» Document text
────────────────────────────────────────
Almost six years after arriving in Germany, Ahmad Shakib Pouya is preparing for the biggest night of his life.
On Saturday, the Afghan will play a lead role in a Mozart opera in Munich. A few hours later, his permission to stay in Germany will expire, and he faces the stark choice of deportation or of returning voluntarily to his war-shattered homeland.
The German government is ramping up pressure on failed asylum seekers from Afghanistan and elsewhere to leave as public fear over Islamist terror attacks boosts right-wing political groups ahead of federal elections this year. Germany’s first deportation flight to Afghanistan last month was highly controversial, however, and it deeply alarmed Afghans who are scared to return to a country where fighting killed and injured an estimated 60,000 people last year.
For the many thousands of Germans who have rallied to help refugees, Pouya has become a cause celebre: the country’s media flocked to final rehearsals of Mozart’s “Zaide” in Munich this week and a fervent online campaign has seen almost 23,000 people sign a petition calling for him not to be sent back to Afghanistan.
────────────────────────────────────────
» To do
Give again everything in the article about Ahmad Shakib Pouya from "Almost six years" down to "people last year.", with the wording unchanged. The items that come next are taken from a different source.

» Supplied material
────────────────────────────────────────
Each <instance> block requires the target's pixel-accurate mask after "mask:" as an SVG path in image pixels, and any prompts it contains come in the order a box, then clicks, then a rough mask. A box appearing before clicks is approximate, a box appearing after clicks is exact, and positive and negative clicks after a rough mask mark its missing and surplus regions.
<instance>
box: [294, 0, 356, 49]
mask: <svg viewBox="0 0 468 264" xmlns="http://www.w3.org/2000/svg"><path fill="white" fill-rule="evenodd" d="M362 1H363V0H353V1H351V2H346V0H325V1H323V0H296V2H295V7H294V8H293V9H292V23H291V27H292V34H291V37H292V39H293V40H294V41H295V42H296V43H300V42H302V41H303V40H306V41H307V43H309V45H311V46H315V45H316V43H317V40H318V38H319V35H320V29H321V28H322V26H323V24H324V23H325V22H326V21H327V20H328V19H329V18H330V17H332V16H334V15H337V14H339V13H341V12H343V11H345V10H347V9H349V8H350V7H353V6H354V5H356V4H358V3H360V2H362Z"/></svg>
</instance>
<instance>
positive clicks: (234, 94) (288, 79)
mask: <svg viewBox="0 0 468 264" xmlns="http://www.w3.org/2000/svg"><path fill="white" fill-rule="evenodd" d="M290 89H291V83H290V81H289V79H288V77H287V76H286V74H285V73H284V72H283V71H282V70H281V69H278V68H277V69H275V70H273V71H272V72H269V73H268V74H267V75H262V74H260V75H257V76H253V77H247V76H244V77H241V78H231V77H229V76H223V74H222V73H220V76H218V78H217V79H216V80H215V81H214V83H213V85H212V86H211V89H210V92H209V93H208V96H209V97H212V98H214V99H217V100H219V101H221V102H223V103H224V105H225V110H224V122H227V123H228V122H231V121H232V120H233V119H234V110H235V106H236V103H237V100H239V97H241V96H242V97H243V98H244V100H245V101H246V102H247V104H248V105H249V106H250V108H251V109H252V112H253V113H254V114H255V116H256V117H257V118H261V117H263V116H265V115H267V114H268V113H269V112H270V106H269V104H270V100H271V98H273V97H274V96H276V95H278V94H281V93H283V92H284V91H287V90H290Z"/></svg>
────────────────────────────────────────
» Answer box
Almost six years after arriving in Germany, Ahmad Shakib Pouya is preparing for the biggest night of his life.
On Saturday, the Afghan will play a lead role in a Mozart opera in Munich. A few hours later, his permission to stay in Germany will expire, and he faces the stark choice of deportation or of returning voluntarily to his war-shattered homeland.
The German government is ramping up pressure on failed asylum seekers from Afghanistan and elsewhere to leave as public fear over Islamist terror attacks boosts right-wing political groups ahead of federal elections this year. Germany’s first deportation flight to Afghanistan last month was highly controversial, however, and it deeply alarmed Afghans who are scared to return to a country where fighting killed and injured an estimated 60,000 people last year.